YOUR GOAL: Copy the entries below verbatim, omitting any pictures they contain.

(Collection entries)
★ ★ ★ ★

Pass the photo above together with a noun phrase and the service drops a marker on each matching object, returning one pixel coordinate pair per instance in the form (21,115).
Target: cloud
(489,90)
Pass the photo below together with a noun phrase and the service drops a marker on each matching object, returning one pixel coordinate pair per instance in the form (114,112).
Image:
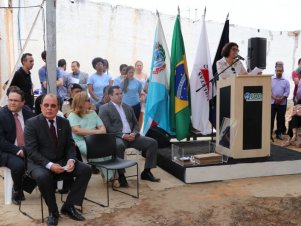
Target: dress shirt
(125,124)
(280,87)
(21,119)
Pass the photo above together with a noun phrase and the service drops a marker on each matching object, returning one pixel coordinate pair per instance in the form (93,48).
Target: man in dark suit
(12,120)
(120,119)
(52,156)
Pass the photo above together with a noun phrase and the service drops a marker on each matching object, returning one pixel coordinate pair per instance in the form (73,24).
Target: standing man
(22,79)
(296,78)
(52,156)
(12,119)
(280,92)
(78,76)
(120,119)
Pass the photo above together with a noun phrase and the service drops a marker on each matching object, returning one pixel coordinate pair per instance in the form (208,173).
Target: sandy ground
(254,201)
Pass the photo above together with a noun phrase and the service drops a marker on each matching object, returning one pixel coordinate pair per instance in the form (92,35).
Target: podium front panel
(249,100)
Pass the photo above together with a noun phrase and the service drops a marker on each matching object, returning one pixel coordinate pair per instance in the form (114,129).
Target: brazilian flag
(179,86)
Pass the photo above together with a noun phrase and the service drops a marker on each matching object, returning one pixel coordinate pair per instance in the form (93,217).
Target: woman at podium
(230,65)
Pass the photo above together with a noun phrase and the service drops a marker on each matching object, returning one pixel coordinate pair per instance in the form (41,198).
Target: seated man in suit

★ ★ ★ ★

OUTPUT OF THE TASK:
Pass the photo above together with a noun phrase and the service drops a marker on each matching object, returning one pixel coordinate pair per instance in the form (21,115).
Target: cloud
(489,90)
Pass the photo below together with a noun phrase and the service drops a marker on each matching object, returning one pixel coordinate pair per instance in the form (114,112).
Image:
Target: dress shirt
(125,124)
(280,87)
(21,119)
Pass the photo above together with a noun phrase and the service drops a marker on each matching object, returning one pixel coordinate pair per instance in the form (93,48).
Target: man in dark suit
(12,120)
(120,119)
(52,156)
Pass the photo above together with a noun phrase and the service drops a marker on each matching object, returning one pixel coordinate pair per instance in the form (73,24).
Target: standing man
(22,79)
(296,78)
(52,156)
(12,119)
(280,92)
(78,76)
(120,119)
Pass the photo above together with a noun phrase and the service drops a marker on each matching object, returning one pixel coordinate pair per instance in the form (208,173).
Target: sandy ground
(254,201)
Pass the photo above together with a noun phrase and the service drops a marker on each matching object, returning one pixel coordinate pair per instance in the form (92,35).
Target: podium front panel
(249,100)
Pass the photo above together with a noun phrase and the service drops a marker on each matching object, returning one pixel coordinate pair per instance in the form (114,129).
Target: brazilian flag
(179,86)
Pass the photo above together with a noun phrase and the service drops a marker on each matching object, returning one pixel coordinate pair per instance in the form (93,217).
Target: woman at podium
(230,65)
Pass the photo above together with a noun phrase and the service drops a marker on each matching object, returning one pixel coordinate pair per instance in the form (41,198).
Target: seated man in suit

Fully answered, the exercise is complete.